- [Work to do] The required result is the exact run of lines beginning at the one containing "Locate every instance of the beaded" and ending at the last line of the entries.

- [Rows]
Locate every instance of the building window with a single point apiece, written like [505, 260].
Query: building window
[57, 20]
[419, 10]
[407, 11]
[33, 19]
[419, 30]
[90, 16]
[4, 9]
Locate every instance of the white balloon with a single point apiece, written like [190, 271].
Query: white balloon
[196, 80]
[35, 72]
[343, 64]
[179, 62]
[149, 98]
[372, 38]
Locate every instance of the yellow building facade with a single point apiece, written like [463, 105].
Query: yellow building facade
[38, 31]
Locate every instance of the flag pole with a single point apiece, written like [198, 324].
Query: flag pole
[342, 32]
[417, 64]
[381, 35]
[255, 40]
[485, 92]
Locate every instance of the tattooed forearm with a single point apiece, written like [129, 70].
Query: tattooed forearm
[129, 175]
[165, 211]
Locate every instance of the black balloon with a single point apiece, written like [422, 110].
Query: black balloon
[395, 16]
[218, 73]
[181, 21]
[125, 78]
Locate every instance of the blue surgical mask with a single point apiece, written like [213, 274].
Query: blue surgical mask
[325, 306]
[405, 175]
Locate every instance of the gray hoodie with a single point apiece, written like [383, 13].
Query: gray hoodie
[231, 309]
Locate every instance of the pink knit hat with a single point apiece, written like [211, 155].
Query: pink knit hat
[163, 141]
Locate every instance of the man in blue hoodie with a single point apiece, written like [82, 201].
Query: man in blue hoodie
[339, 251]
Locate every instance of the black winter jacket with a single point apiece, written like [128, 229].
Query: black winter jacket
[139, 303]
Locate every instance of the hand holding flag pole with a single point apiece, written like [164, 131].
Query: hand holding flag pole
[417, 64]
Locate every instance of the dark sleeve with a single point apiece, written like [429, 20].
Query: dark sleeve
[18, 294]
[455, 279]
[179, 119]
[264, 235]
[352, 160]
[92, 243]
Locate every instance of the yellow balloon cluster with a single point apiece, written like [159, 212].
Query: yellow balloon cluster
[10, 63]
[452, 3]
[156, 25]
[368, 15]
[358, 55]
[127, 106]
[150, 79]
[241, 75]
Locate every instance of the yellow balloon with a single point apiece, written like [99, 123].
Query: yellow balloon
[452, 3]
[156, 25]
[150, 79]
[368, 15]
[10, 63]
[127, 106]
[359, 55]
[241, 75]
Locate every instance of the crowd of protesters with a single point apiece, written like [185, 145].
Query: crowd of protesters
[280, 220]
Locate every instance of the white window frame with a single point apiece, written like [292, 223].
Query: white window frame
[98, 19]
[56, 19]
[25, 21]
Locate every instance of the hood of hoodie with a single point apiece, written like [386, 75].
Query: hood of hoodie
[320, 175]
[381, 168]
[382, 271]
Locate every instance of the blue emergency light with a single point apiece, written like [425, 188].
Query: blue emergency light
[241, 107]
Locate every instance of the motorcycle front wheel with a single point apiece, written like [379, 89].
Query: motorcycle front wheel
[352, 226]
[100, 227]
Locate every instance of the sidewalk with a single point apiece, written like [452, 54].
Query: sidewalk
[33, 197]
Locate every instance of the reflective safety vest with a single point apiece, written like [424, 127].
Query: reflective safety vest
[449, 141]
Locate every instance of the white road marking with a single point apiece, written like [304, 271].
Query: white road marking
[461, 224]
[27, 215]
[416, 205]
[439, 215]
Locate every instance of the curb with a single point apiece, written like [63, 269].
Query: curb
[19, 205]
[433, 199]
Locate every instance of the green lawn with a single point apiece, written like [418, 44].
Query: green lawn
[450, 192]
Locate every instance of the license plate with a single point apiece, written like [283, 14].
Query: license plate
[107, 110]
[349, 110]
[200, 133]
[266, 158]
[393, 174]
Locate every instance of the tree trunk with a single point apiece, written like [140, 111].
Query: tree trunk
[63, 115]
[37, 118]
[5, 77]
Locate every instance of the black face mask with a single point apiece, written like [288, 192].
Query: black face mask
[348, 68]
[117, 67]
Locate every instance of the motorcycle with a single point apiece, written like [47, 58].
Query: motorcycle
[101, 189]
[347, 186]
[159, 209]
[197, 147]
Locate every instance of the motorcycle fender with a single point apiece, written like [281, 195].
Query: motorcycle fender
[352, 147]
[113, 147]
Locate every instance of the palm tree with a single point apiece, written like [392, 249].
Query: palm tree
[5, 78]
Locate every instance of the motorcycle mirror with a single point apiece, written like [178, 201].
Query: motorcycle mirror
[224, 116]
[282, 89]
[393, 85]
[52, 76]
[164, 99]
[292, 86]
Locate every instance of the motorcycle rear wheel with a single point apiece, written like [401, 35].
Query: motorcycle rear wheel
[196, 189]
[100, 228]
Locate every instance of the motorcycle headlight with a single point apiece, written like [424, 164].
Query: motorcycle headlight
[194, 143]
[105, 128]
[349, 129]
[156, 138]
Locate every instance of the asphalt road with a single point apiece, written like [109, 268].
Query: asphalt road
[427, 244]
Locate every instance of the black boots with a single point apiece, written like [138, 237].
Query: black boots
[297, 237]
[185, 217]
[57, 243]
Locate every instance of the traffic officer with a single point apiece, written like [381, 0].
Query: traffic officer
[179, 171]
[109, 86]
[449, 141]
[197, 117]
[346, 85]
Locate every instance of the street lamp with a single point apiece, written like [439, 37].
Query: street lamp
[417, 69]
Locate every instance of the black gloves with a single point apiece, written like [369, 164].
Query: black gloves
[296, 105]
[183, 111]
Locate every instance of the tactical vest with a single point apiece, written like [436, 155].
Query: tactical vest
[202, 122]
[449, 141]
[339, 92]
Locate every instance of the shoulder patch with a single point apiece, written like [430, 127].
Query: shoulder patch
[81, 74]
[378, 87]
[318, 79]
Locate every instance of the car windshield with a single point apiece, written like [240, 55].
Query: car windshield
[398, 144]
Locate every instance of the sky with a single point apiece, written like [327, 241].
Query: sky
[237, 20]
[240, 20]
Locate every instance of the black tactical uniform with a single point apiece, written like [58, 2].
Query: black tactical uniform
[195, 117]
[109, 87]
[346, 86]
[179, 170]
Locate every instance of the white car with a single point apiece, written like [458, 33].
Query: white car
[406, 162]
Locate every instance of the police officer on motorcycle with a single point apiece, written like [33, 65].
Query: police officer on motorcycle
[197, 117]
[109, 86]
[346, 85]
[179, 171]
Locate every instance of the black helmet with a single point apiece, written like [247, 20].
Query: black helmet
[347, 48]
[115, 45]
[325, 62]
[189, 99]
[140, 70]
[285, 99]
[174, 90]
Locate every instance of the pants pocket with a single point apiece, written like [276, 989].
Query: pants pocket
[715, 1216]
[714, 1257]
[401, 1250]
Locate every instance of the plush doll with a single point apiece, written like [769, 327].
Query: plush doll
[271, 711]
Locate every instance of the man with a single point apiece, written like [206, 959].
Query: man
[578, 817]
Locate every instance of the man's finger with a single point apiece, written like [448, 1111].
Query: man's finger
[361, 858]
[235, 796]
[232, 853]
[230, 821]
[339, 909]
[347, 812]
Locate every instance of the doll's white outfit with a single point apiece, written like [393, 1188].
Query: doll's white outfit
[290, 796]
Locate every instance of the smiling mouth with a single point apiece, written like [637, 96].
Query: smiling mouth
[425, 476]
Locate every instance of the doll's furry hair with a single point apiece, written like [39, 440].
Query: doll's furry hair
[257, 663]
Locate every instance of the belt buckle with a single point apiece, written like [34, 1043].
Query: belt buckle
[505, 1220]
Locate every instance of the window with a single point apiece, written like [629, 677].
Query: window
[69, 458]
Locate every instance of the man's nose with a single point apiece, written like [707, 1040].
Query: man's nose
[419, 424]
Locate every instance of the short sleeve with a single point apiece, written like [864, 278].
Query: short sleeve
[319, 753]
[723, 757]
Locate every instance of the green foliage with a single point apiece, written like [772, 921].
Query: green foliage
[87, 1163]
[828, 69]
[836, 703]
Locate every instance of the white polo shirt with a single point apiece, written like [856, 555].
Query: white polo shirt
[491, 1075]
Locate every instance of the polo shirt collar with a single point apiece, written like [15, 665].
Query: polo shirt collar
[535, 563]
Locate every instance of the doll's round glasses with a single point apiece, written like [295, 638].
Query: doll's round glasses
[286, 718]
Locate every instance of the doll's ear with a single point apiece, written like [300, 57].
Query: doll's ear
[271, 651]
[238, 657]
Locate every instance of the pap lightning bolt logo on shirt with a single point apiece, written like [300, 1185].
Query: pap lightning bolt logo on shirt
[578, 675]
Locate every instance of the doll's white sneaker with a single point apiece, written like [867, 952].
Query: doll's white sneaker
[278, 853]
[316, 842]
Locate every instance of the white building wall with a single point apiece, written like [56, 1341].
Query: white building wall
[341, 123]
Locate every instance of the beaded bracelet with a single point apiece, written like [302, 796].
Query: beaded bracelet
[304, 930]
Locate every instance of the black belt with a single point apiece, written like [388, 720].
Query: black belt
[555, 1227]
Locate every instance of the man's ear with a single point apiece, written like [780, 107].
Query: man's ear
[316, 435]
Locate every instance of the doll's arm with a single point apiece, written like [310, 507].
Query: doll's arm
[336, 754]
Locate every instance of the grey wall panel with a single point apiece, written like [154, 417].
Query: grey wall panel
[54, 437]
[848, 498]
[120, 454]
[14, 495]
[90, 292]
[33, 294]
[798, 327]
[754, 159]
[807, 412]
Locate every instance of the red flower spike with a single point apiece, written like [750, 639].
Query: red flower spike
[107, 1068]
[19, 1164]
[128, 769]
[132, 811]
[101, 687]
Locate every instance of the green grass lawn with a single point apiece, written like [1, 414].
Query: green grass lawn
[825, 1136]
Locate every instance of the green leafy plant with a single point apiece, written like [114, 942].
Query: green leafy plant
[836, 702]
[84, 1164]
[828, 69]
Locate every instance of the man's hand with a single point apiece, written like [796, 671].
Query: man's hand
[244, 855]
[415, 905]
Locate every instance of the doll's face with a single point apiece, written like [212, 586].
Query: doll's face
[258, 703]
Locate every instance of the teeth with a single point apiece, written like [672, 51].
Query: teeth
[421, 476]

- [Correct output]
Locate every instance of the beaded bracelet with a single point apiece, written like [302, 796].
Query: beaded bracelet
[304, 930]
Locate every instance of the black belt with a single point apiece, written like [388, 720].
Query: black belt
[555, 1227]
Locate every instance of the man's ear with a single point apiece, written like [780, 107].
Query: man's ear
[316, 435]
Locate every instance of the doll's arm with a single point apiece, written like [310, 507].
Query: doll's arm
[336, 754]
Locate every instance of the grey wall panel with a single point apiece, written like [154, 417].
Query: grey wall panel
[54, 437]
[848, 498]
[120, 454]
[14, 495]
[90, 292]
[33, 294]
[798, 327]
[754, 159]
[807, 412]
Locate every instance of the red flower spike with a single point apiece, written like [750, 639].
Query: red flower spike
[107, 1068]
[19, 1164]
[128, 769]
[132, 811]
[101, 687]
Locate every instance of the green grass lawn with a single point apiece, written like [1, 414].
Query: green grass lawn
[825, 1136]
Locate every instance of the green leafy plant with a single point apiece, written like [114, 942].
Query: green leafy plant
[836, 702]
[84, 1164]
[828, 69]
Locate every instance of the man's hand with a single point apiece, written like [796, 671].
Query: man's hand
[244, 855]
[415, 905]
Locate every instance of the doll's face with a single point apiece, written like [212, 586].
Query: doll's face
[258, 703]
Locate every instance of the teeth with a single point apiece, written like [672, 51].
Query: teeth
[421, 476]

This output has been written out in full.